## Given text

>>>>>

Cancer drug delivered on a MOF
Researchers from the King Abdullah University of Science and Technology (KAUST) have shown how loading a cancer immunotherapy drug onto a metal–organic framework (MOF) improves both its delivery and its sustained release for treating leukaemia. Furthermore, coating the drug-loaded framework with a cancer cell membrane improves targeted delivery to solid tumours. The team’s findings, published in the journal Science Advances, could lead to safer and more reliable cancer immunotherapies.
Cancer immunotherapy involves using drugs that modulate the immune system to make it more effective in attacking tumours. Nivolumab is one such drug, which counteracts a cancer immune evasion strategy that involves expressing PD-L1 molecules that deactivate T cells by blocking the PD-1 molecules on their surfaces.

<<<<<

## Dataset

>>>>>

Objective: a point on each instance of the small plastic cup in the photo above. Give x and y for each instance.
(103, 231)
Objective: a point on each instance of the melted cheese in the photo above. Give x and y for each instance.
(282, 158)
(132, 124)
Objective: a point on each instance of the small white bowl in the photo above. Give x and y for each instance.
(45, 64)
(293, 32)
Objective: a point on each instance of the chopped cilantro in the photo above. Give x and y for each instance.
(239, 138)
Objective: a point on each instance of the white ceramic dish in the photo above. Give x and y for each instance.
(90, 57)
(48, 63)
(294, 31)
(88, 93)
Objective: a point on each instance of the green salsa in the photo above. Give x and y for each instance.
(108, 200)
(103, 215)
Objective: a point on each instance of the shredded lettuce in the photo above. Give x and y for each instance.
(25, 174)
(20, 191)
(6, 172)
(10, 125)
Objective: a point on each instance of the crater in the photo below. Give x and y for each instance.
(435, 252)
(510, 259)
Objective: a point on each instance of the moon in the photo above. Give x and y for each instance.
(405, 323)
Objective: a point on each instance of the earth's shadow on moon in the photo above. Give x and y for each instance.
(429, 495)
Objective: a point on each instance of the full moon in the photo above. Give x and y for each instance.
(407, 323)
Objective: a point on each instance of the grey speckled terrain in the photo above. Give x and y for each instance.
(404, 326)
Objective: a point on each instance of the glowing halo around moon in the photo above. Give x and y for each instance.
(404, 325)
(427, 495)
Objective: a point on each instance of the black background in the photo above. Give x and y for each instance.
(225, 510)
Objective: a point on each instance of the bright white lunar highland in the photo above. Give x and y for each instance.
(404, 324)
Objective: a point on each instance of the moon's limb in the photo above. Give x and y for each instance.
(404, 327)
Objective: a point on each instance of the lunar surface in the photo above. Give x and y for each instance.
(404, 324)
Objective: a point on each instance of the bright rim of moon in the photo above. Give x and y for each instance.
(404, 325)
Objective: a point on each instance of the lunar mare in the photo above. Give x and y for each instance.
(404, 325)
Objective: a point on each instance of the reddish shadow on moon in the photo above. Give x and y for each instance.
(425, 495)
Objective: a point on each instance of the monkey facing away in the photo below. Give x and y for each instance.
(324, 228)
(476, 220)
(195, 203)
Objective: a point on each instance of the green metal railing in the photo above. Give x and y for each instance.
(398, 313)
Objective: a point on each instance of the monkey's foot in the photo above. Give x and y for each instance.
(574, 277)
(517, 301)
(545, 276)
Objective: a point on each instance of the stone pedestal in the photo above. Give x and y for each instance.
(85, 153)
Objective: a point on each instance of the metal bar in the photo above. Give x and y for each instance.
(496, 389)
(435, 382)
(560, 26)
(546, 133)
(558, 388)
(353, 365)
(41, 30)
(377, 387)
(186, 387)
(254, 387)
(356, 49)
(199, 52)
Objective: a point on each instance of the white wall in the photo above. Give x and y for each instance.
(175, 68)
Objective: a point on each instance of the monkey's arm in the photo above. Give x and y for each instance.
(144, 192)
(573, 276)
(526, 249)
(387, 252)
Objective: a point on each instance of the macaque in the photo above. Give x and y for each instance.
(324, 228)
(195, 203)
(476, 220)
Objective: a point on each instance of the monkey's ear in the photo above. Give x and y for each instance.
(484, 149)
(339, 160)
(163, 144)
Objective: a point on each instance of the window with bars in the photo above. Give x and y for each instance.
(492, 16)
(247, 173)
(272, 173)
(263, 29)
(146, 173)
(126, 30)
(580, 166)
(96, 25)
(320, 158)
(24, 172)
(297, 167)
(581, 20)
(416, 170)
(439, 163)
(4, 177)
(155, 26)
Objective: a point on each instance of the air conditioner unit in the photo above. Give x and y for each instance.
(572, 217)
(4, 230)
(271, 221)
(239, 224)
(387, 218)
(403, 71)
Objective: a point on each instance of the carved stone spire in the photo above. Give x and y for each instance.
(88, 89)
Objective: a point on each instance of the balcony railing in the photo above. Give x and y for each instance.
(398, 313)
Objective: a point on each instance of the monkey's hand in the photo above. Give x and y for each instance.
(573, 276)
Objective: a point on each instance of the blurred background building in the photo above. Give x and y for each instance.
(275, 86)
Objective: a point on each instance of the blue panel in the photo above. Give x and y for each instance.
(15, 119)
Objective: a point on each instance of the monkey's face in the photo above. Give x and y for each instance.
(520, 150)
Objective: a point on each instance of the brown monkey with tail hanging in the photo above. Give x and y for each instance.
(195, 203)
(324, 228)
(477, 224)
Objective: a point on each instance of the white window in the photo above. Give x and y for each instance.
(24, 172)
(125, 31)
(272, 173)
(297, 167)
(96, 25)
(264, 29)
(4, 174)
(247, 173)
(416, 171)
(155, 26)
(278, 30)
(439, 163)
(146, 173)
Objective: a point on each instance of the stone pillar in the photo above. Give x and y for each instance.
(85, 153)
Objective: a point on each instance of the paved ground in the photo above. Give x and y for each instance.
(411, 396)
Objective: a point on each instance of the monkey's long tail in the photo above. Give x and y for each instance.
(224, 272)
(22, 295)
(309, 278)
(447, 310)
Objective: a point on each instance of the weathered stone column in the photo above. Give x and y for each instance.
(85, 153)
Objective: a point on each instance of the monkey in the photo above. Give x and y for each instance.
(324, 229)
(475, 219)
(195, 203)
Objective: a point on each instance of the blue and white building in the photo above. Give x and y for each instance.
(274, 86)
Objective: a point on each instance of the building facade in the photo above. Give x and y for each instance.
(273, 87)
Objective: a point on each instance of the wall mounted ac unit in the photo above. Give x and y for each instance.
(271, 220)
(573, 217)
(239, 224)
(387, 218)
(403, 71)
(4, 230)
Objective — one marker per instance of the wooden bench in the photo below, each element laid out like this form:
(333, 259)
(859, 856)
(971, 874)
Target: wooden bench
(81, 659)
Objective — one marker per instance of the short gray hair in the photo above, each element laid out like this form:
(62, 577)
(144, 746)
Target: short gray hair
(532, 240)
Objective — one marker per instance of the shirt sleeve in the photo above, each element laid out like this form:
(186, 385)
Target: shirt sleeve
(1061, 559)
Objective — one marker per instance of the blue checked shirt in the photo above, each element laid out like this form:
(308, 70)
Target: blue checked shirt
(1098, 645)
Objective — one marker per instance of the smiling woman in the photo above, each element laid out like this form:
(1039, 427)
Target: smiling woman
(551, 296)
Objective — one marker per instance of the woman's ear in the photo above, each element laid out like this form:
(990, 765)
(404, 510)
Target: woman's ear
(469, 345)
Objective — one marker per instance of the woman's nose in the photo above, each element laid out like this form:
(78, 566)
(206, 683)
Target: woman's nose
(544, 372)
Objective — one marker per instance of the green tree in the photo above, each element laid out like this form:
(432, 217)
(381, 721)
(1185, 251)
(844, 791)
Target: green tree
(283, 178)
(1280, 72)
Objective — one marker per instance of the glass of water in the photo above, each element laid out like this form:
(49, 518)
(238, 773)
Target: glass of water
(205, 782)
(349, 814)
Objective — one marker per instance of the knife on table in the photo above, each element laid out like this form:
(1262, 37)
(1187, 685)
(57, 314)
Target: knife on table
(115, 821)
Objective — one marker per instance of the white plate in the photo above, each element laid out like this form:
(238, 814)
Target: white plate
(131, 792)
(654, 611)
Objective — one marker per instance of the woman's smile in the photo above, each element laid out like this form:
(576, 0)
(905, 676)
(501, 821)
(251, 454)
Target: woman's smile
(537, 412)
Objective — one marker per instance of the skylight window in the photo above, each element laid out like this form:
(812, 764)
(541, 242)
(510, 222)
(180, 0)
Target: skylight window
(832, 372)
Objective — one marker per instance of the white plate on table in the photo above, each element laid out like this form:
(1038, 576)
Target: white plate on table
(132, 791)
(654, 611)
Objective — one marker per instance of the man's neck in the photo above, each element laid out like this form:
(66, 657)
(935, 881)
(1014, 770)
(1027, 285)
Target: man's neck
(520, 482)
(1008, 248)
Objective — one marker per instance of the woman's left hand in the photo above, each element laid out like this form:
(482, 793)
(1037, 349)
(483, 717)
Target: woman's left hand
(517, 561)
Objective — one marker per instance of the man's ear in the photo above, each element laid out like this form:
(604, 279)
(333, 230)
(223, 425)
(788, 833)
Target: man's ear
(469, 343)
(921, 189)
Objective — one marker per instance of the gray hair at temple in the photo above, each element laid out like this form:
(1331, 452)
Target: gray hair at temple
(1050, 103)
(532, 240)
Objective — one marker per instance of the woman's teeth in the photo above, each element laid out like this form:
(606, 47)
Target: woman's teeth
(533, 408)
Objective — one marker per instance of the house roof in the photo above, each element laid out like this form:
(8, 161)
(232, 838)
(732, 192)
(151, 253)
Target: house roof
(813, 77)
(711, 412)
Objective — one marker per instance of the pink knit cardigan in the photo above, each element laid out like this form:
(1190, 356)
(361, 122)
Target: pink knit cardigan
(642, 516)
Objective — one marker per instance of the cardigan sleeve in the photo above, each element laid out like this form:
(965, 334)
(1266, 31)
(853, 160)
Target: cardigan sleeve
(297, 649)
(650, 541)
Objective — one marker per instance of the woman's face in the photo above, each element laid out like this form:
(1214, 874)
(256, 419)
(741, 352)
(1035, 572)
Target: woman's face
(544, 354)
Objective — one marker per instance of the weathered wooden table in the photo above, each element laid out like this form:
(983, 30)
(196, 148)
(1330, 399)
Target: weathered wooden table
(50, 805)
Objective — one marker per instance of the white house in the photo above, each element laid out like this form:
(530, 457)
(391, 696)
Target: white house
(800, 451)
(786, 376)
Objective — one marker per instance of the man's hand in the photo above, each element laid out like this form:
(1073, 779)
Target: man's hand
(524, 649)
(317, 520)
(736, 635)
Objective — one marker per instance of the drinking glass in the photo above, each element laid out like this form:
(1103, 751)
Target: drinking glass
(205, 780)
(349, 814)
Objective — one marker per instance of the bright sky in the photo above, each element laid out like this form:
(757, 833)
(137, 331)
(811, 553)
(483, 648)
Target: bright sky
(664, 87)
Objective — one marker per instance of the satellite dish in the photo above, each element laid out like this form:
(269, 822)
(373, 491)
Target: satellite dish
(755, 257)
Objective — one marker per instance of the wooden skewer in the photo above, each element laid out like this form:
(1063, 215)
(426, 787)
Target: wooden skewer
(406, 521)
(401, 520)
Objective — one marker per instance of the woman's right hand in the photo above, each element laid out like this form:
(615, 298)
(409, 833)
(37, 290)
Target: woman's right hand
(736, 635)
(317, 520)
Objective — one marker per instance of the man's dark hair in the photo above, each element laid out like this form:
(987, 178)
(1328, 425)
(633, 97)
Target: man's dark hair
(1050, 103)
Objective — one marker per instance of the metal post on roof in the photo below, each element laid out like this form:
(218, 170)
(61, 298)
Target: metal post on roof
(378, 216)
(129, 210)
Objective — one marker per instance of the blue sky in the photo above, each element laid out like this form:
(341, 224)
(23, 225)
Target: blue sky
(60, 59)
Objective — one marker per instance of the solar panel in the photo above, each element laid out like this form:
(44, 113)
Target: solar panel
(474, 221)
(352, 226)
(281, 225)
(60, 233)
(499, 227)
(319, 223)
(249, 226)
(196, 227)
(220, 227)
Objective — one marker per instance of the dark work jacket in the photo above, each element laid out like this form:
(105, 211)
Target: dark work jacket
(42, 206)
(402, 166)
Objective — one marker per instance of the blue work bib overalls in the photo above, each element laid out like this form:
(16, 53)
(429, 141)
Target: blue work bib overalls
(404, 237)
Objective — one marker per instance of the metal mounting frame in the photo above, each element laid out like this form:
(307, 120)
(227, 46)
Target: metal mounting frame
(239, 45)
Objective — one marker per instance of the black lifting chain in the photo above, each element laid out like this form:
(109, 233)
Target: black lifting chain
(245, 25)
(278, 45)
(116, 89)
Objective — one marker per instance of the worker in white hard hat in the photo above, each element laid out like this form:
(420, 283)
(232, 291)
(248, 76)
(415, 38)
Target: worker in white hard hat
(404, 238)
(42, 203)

<<<<<

## Work request A
According to the article on the MOF-delivered cancer drug, in which journal did the KAUST team publish its findings?
## Work request B
Reproduce the article on the MOF-delivered cancer drug verbatim from "Cancer drug delivered" to "reliable cancer immunotherapies.".
## Work request C
Write the next part of the article on the MOF-delivered cancer drug, starting after its final sentence.

## Exercise result A
Science Advances.

## Exercise result B
Cancer drug delivered on a MOF
Researchers from the King Abdullah University of Science and Technology (KAUST) have shown how loading a cancer immunotherapy drug onto a metal–organic framework (MOF) improves both its delivery and its sustained release for treating leukaemia. Furthermore, coating the drug-loaded framework with a cancer cell membrane improves targeted delivery to solid tumours. The team’s findings, published in the journal Science Advances, could lead to safer and more reliable cancer immunotherapies.

## Exercise result C
Yet nivolumab, like other ‘immune checkpoint inhibitors’, can cause immune-related adverse effects, where excessive T cell activation leads to an immune response against the recipient’s organs. Scientists are looking for ways to improve the delivery of antibodies like nivolumab so that their release is slow, sustained and targeted, with minimal adverse effects.
KAUST chemist Niveen Khashab and his team worked with a MOF called zeolitic imidazolate (ZIF-8), a crystalline solid formed of zinc ion subunits attached to organic methylimidazole. As explained by Somayah Qutub, a PhD student in Khashab’s group, “ZIF-8 nanoparticles have shown great potential in cancer drug delivery in the last few years. They are composed of zinc ions and imidazole, which are naturally found in the body.” This makes the biocompatible, biodegradable and highly porous nature of ZIF-8 ideal for the safe loading and delivery of drugs like nivolumab.
Khashab’s team loaded nivolumab onto ZIF-8 and tested its effects on leukaemia cells. They found that the antibody was slowly released from the ZIF-8 framework when in proximity to a slightly acidic tumour microenvironment. This process prevents the T cells from being deactivated by cancerous cells so that they can attack the leukaemia cells.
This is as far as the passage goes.